▸ DATA LINES:
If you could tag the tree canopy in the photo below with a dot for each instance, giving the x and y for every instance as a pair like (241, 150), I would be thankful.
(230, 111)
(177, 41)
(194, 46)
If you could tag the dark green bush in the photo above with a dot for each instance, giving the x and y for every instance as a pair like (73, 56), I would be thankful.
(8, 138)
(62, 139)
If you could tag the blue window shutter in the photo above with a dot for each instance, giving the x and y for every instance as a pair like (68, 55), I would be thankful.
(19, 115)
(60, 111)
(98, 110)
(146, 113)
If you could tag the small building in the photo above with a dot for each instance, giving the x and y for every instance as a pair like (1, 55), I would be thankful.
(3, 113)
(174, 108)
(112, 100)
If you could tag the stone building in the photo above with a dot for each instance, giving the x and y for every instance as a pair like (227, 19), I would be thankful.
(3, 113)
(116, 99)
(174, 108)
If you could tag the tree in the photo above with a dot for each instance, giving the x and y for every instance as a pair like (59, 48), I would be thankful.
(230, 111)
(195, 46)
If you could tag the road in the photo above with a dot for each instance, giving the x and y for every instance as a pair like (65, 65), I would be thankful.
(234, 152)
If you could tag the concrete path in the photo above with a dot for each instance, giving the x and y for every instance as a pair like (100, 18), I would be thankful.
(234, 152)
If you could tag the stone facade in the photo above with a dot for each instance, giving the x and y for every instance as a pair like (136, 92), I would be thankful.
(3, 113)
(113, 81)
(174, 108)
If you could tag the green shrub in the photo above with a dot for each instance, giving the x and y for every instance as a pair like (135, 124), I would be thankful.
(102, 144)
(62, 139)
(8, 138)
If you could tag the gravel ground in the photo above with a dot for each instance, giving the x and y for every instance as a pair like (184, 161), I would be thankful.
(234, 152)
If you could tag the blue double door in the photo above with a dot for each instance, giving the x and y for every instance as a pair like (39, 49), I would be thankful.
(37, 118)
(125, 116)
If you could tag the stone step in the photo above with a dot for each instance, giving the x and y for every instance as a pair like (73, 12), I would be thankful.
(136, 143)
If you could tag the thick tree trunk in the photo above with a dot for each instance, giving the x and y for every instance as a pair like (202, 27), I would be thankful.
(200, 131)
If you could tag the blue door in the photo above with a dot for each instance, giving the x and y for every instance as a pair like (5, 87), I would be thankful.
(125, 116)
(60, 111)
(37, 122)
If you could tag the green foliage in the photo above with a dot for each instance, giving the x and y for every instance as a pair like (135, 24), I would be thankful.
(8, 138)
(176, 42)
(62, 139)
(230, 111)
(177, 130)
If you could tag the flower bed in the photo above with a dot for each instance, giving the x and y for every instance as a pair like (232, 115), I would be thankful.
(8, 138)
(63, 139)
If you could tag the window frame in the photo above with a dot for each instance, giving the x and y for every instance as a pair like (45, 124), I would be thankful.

▸ YOUR OBJECTIVE: Write out every entry word for word.

▸ FULL ANSWER:
If you could tag the tree canopy in the photo below with a dot for each instance, giving the x and y for every instance as a pair like (241, 150), I would be thankful.
(230, 111)
(177, 41)
(194, 46)
If you could tag the dark green bush in the photo above with a dot for each instance, giving the x and y for every instance as a pair like (73, 56), I would be thankful.
(8, 138)
(62, 139)
If you could tag the blue window shutter in the photo above with a dot for each instance, giving the x and y for every instance as a pair like (68, 55), I would be thankful.
(19, 115)
(60, 111)
(98, 110)
(146, 113)
If you could tag the small building in the photo above with a dot for each instance, giving the x and y for every instance as a pair like (1, 55), I would be thankful.
(3, 113)
(174, 108)
(112, 100)
If you could tag the stone building in the photo above with a dot for each instance, giving the x and y for every instance as a pair like (227, 19), I would be thankful.
(3, 113)
(116, 99)
(174, 108)
If you could tag the tree in the photo above with a dot for each instance, giving the x and y for every instance as a pair like (59, 48), I would be thankful.
(230, 111)
(195, 46)
If you could tag the road in the photo above with a dot for each instance, giving the x and y for every instance as a pair like (65, 65), I would be thankful.
(234, 152)
If you could tag the concrete path in the photo above with a dot for each instance, giving the x and y for every instance as a pair like (100, 18), I would be thankful.
(234, 152)
If you could tag the stone facade in the photo above with a dot for each instance, giving the x and y for every instance as a pair like (136, 92), I would be thankful.
(3, 113)
(113, 81)
(174, 108)
If you could tag the green shrub in the photo above with a dot for each instance, giving the x and y for every instance as a pair like (135, 124), I would be thankful.
(102, 144)
(62, 139)
(8, 138)
If you could tag the gravel ground in the photo above with a dot for each instance, giving the x and y for every instance as a pair like (184, 161), I would be thankful.
(234, 152)
If you could tag the blue double door in the photo above with a dot for each instance, giving the x and y for every instance as a pair like (39, 49), I would be thankful.
(37, 118)
(125, 116)
If you could tag the stone step in the photo above with a dot for each instance, giving the x and y for every instance as a pair like (73, 12), I would be thankful.
(136, 143)
If you could tag the thick tree trunk in the photo above with a dot for each instance, giving the x and y for every instance as a pair like (202, 27), I would be thankful.
(200, 131)
If you could tag the blue door in the photo above with a dot for each instance, giving the x and y for every instance as a pair like (5, 87), I would be thankful.
(125, 116)
(60, 111)
(37, 122)
If you could tag the green foliage in the photo above with a dot for each instance, giving the x and y for every instance as a pair like (135, 24), I would be thankful.
(8, 138)
(176, 42)
(62, 139)
(230, 111)
(177, 130)
If you could tag the flower bed in the photo above with a dot for each instance, giving the x and y for every instance as a pair like (232, 115), I would be thankful.
(8, 138)
(63, 139)
If you could tag the window frame in the photo above with a dot for each instance, giving the x and y for every instance as a pair like (45, 124), I would be thankful.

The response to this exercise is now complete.